### Assigned task
Wherever the string "target" appears in the listing, copy that line.

### Source material
⁂

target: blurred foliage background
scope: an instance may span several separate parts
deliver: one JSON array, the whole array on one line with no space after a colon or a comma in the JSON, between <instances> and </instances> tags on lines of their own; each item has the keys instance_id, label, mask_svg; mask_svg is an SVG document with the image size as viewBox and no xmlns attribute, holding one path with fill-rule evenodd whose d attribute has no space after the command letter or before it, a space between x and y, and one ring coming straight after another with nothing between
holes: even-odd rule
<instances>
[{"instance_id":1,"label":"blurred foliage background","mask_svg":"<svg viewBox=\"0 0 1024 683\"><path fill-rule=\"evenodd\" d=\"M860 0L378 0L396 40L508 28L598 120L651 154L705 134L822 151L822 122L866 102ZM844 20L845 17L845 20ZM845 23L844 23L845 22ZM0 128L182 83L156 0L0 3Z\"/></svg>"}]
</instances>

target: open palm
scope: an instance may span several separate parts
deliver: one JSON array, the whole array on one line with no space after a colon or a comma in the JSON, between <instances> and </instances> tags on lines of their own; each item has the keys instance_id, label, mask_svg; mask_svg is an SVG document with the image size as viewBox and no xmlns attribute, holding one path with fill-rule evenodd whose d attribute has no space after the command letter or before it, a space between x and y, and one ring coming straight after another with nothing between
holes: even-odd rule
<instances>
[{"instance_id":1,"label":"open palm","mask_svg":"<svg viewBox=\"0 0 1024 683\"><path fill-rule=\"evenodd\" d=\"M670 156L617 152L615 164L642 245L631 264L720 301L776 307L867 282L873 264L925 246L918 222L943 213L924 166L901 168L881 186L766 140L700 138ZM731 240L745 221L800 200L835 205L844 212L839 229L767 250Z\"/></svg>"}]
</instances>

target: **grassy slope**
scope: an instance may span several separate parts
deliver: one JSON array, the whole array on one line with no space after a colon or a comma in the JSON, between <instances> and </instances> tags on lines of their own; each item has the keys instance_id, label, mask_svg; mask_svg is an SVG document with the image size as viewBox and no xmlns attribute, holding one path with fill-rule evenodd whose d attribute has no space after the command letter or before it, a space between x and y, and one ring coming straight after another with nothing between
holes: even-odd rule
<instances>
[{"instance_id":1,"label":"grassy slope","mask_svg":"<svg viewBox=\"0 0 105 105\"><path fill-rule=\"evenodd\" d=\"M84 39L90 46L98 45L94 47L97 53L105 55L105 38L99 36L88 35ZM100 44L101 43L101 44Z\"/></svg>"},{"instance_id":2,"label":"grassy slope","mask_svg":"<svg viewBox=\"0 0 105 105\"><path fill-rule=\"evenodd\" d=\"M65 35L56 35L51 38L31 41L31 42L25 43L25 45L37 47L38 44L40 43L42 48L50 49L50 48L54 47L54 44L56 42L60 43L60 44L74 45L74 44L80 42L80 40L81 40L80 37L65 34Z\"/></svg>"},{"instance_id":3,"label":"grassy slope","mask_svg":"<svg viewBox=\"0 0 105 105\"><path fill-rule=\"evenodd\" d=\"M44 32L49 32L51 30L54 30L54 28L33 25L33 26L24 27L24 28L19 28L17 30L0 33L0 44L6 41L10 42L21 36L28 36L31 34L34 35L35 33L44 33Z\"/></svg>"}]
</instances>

⁂

### Finished task
target: blurred foliage background
target: open palm
target: **grassy slope**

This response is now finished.